On August 3, 2005, Renstrom reported continued back pain with occasional symptoms into his lower extremities. Dr. Schwender indicated the MRI showed mild disc degeneration of the L4–L5 level with central protrusion and mild foraminal stenosis at L5–S1. Renstrom agreed to proceed with surgery for instrumentation removal at L5–S 1 and decompression, which was performed on August 8, 2005. Dr. Schwender again noted Renstrom was unable to work from July 31 through November 30, 2005.
Renstrom reported overall slow progress in a follow-up visit on October 12, 2005, although his strength was improving in the right lower extremity. Renstrom's no-work restriction was ultimately continued through January 31, 2006. On January 11, 2006, Renstrom reported continued back pain and right lower extremity pain. Dr. Schwender diagnosed Renstrom with spinal stenosis of the lumbar region and referred him to Dr. Mark Agre for further back pain treatment.

DATASET:

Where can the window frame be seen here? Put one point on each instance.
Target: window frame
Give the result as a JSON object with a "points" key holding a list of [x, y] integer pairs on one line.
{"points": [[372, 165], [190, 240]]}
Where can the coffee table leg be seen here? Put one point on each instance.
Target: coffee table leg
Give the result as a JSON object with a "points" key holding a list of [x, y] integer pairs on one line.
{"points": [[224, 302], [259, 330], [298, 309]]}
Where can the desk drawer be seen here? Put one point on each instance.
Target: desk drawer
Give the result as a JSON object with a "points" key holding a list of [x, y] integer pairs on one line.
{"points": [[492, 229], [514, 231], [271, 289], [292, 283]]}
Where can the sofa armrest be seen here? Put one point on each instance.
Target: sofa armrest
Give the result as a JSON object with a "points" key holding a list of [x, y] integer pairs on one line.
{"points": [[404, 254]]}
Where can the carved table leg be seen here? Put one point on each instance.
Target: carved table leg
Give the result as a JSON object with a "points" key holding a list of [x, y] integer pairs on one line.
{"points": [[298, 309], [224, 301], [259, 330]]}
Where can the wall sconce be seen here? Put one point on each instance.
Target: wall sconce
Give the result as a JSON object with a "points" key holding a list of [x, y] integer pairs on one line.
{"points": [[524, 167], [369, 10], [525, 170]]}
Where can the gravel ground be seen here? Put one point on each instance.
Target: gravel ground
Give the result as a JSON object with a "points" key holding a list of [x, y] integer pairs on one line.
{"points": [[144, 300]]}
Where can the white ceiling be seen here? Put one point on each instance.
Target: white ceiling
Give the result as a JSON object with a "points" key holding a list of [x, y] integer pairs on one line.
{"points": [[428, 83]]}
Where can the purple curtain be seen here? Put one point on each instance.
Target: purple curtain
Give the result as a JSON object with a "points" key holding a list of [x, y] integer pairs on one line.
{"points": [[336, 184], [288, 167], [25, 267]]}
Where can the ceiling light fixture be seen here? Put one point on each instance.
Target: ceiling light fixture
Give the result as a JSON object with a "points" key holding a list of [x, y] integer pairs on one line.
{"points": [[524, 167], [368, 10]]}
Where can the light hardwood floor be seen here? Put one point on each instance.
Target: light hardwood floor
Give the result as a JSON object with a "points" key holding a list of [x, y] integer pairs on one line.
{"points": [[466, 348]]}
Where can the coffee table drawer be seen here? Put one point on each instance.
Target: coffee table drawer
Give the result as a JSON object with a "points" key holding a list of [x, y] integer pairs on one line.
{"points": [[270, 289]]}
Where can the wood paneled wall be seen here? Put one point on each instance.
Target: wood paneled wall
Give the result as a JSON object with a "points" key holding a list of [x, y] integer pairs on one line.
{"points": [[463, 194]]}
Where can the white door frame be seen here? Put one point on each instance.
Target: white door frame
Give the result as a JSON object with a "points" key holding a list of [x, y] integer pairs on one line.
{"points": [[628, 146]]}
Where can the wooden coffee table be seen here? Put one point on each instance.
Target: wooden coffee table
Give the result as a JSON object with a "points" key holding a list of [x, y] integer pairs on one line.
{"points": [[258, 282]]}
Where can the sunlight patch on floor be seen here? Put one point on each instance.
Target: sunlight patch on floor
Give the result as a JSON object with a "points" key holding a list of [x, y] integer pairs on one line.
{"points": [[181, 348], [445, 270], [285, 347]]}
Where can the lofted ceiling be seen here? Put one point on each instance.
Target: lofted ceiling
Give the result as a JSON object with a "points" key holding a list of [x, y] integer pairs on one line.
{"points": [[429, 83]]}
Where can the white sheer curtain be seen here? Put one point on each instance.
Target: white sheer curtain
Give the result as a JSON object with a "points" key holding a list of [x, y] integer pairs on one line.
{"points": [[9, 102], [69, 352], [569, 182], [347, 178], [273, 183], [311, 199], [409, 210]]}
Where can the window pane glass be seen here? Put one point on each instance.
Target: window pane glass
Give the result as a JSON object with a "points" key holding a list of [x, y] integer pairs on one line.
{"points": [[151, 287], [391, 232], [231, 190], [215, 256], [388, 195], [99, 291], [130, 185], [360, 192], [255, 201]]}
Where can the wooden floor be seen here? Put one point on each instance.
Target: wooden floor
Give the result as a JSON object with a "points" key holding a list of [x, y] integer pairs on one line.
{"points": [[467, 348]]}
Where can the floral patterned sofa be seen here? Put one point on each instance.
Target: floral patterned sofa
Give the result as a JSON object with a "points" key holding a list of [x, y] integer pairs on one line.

ACTIVITY: Quote the excerpt on Renstrom's back treatment from the words "Renstrom reported overall" through the words "back pain treatment.". The records have no connection to the text.

WRITTEN ANSWER:
Renstrom reported overall slow progress in a follow-up visit on October 12, 2005, although his strength was improving in the right lower extremity. Renstrom's no-work restriction was ultimately continued through January 31, 2006. On January 11, 2006, Renstrom reported continued back pain and right lower extremity pain. Dr. Schwender diagnosed Renstrom with spinal stenosis of the lumbar region and referred him to Dr. Mark Agre for further back pain treatment.